Data excerpts:
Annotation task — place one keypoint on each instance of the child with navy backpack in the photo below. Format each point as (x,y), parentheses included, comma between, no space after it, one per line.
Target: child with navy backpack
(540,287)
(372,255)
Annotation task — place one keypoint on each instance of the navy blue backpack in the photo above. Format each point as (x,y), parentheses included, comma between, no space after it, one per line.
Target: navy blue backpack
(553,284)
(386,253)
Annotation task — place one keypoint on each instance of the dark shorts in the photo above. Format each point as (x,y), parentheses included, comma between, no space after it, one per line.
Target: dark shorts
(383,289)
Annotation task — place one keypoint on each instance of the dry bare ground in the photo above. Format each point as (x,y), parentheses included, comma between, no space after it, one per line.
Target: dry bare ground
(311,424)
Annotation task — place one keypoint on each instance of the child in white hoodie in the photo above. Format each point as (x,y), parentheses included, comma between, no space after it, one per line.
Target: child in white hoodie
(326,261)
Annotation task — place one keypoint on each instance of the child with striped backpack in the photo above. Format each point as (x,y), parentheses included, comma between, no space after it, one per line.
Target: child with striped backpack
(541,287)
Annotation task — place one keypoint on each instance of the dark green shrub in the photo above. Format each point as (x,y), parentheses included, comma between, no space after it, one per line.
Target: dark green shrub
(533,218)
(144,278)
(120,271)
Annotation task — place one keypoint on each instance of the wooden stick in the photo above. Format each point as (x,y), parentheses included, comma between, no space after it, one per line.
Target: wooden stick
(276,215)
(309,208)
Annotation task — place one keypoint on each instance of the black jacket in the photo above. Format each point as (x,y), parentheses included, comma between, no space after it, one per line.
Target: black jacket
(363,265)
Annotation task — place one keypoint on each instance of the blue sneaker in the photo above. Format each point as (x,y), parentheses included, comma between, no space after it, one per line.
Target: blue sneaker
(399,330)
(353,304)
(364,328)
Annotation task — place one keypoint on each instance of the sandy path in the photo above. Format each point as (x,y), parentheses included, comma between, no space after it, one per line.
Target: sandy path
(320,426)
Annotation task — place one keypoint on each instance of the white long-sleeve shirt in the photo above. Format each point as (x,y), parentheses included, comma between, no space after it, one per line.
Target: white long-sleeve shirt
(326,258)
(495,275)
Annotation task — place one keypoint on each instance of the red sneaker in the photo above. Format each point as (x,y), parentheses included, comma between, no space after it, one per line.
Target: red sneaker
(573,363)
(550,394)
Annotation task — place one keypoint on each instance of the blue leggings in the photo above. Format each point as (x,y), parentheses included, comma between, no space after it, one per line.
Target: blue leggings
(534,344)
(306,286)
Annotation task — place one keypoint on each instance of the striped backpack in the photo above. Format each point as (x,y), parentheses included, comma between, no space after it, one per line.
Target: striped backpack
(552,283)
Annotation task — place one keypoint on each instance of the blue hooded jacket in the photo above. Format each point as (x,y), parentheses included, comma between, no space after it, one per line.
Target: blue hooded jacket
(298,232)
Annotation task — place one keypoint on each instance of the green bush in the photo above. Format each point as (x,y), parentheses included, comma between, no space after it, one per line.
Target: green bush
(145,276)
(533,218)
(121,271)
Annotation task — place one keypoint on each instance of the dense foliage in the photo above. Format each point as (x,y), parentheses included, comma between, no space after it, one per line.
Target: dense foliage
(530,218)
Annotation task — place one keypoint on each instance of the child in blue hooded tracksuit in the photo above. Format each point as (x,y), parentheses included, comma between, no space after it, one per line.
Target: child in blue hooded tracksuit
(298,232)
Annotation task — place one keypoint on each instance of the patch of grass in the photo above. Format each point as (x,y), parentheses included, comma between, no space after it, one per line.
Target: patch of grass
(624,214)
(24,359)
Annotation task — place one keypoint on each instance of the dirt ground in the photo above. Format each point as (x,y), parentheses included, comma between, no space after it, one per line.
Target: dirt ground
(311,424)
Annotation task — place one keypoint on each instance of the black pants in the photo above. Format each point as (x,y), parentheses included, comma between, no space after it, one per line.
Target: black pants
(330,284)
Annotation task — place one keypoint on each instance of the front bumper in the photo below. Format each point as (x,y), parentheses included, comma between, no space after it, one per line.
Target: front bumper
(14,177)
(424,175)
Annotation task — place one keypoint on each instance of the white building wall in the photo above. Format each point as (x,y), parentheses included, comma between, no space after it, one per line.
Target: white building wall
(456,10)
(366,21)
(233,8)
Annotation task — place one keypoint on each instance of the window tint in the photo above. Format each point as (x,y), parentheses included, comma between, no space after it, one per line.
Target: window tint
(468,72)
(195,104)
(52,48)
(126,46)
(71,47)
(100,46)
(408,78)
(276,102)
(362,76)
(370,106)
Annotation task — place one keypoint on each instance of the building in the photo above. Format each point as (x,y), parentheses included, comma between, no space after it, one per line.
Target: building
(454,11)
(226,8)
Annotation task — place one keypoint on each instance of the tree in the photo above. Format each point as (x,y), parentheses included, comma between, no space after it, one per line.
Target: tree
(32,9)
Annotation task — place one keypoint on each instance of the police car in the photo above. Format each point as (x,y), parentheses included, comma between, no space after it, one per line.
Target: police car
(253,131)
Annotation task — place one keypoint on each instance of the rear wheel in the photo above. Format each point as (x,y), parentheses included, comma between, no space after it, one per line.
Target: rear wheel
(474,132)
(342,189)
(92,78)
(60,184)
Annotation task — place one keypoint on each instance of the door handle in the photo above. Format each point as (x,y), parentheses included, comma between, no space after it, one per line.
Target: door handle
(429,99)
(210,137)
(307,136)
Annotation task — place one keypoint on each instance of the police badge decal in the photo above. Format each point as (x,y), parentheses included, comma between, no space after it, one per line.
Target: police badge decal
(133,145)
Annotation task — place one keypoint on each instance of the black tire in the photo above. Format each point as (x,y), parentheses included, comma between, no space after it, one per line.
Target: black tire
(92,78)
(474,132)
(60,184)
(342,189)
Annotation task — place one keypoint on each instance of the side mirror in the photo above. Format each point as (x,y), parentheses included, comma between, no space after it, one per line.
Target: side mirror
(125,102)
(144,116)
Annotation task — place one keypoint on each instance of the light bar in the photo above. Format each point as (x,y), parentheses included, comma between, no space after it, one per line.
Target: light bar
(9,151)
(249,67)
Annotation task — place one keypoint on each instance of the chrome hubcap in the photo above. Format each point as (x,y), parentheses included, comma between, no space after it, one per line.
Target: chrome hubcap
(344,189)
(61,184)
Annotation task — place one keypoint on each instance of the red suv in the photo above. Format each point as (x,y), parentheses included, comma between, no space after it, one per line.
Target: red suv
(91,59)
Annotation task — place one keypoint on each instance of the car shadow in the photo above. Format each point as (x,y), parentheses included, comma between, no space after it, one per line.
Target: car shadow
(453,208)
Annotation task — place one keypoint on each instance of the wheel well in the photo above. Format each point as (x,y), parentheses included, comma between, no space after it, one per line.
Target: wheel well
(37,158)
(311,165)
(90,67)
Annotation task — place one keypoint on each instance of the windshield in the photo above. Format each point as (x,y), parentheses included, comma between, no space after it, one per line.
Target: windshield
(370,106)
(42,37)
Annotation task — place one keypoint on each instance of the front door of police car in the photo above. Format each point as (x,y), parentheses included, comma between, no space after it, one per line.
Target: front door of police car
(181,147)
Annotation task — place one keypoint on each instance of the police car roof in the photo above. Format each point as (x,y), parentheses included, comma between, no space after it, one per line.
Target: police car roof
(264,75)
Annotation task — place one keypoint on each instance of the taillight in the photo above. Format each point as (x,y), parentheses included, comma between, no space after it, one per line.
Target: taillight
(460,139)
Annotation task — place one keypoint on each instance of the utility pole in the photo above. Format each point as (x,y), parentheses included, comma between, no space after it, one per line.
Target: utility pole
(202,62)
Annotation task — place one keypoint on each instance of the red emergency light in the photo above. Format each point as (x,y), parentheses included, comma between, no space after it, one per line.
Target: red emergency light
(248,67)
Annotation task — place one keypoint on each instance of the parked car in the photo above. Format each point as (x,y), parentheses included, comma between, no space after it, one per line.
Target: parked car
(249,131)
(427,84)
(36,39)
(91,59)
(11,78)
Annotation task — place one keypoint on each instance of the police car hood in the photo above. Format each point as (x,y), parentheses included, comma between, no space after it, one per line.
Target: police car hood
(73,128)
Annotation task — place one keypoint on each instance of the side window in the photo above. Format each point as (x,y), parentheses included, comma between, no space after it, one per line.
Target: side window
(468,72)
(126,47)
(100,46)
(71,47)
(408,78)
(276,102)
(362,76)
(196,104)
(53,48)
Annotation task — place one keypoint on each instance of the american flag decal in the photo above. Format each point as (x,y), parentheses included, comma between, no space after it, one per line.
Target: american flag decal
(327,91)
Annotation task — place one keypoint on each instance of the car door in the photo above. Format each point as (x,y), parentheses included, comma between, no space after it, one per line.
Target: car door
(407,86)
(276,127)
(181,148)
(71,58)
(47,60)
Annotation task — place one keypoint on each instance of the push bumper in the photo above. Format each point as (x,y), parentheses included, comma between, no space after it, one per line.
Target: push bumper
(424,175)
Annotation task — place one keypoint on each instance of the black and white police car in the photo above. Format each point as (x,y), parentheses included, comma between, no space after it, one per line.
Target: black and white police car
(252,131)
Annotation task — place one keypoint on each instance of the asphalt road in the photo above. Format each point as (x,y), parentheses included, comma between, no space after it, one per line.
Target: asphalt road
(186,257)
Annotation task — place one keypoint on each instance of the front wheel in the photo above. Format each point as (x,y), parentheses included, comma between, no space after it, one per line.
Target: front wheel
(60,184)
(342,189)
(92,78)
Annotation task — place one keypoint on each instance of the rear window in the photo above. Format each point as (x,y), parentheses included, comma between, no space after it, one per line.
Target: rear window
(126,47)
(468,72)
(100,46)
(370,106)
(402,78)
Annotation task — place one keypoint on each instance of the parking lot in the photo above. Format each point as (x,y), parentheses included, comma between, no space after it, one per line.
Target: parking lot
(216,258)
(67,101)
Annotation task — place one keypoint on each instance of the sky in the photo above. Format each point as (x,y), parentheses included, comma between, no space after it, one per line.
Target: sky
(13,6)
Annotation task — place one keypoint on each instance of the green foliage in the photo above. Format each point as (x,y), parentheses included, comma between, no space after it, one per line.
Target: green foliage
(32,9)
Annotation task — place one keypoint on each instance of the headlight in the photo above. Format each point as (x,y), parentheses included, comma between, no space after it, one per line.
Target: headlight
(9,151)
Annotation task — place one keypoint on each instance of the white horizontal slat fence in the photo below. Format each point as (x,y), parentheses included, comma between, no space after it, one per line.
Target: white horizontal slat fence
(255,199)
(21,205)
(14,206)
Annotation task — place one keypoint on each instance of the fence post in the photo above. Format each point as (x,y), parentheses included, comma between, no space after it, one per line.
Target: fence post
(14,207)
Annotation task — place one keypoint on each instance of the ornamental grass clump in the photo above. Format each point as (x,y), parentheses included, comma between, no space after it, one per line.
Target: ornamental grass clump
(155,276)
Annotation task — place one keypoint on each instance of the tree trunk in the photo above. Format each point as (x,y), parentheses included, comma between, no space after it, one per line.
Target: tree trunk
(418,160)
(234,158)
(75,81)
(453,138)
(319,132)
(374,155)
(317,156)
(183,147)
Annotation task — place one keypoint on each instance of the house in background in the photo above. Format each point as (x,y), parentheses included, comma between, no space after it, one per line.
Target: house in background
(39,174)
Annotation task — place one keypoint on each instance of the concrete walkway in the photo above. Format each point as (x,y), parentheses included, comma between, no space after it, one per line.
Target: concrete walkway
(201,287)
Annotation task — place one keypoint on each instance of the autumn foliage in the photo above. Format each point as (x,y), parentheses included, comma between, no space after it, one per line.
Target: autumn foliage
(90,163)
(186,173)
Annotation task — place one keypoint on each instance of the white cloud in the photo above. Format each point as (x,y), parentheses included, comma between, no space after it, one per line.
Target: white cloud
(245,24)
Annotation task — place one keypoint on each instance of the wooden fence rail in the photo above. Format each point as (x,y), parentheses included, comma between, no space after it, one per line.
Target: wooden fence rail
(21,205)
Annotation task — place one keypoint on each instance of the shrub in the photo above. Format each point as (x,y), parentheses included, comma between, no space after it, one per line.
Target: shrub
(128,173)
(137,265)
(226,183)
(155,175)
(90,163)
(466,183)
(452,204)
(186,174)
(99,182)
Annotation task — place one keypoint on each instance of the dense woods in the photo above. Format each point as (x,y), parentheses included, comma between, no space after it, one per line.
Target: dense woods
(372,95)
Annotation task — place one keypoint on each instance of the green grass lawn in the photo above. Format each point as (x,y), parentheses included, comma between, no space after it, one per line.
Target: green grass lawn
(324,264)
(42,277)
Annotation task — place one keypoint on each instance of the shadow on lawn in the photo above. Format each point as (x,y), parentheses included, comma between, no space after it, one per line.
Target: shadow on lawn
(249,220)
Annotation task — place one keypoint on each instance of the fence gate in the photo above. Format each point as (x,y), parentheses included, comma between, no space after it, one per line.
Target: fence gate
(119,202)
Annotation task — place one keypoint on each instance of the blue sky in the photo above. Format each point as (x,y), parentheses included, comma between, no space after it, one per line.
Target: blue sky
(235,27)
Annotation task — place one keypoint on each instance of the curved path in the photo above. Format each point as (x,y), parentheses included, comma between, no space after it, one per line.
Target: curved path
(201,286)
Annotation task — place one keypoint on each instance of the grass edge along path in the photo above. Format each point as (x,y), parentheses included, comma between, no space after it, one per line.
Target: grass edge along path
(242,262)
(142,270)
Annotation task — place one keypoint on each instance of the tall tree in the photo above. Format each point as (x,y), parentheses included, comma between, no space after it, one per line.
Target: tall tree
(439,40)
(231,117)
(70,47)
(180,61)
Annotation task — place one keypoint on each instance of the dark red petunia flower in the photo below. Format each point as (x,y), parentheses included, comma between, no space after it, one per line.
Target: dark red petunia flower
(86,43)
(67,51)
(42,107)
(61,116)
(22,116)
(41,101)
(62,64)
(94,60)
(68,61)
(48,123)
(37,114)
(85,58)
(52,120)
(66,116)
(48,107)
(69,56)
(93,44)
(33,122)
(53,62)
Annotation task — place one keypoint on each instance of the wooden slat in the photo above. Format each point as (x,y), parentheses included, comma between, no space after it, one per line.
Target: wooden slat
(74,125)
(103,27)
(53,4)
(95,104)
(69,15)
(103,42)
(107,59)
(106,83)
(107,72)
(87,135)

What to do
Take the stretch of lines above from the one containing "Target: asphalt road" through the one containing "the fence post" and repeat it exactly, adding no other line.

Solution
Target: asphalt road
(186,257)
Annotation task — place one keypoint on each instance of the front wheel in the photo above. Format each point as (x,y), parentheses included, comma between, no space after it, one per line.
Target: front wheel
(60,184)
(342,189)
(92,78)
Annotation task — place one keypoint on each instance of the rear window in the photo above. Format each point as (x,y), parentheses included, comma between, no space after it, one per line.
Target: rear window
(126,47)
(468,72)
(100,46)
(370,106)
(402,78)
Annotation task — place one keypoint on each instance of the parking lot in the photo above. Format each point as (x,y), parentheses included, comma between, no space after it, one per line.
Target: parking lot
(216,258)
(67,101)
Annotation task — place one keypoint on each instance of the sky in the photo above. Format each point as (x,y), parentheses included, comma between, no space after it, one per line.
Target: sky
(13,6)
Annotation task — place one keypoint on each instance of the green foliage in the photo above. Format each point as (x,y), parentheses included, comma between, no space after it, one per line.
Target: green foliage
(32,9)
Annotation task — place one keypoint on each instance of the headlight in the photo above. Format each point as (x,y), parentheses included, comma between, no space after it, one per line.
Target: headlight
(9,151)
Annotation task — place one keypoint on each instance of the white horizontal slat fence in the photo below. Format each point as (x,y), parentheses included, comma between, no space after it, one per line.
Target: white horizontal slat fence
(255,199)
(21,205)
(14,206)
Annotation task — place one keypoint on each instance of the fence post in the photo above. Format each point as (x,y), parentheses included, comma between, no space after it, one per line.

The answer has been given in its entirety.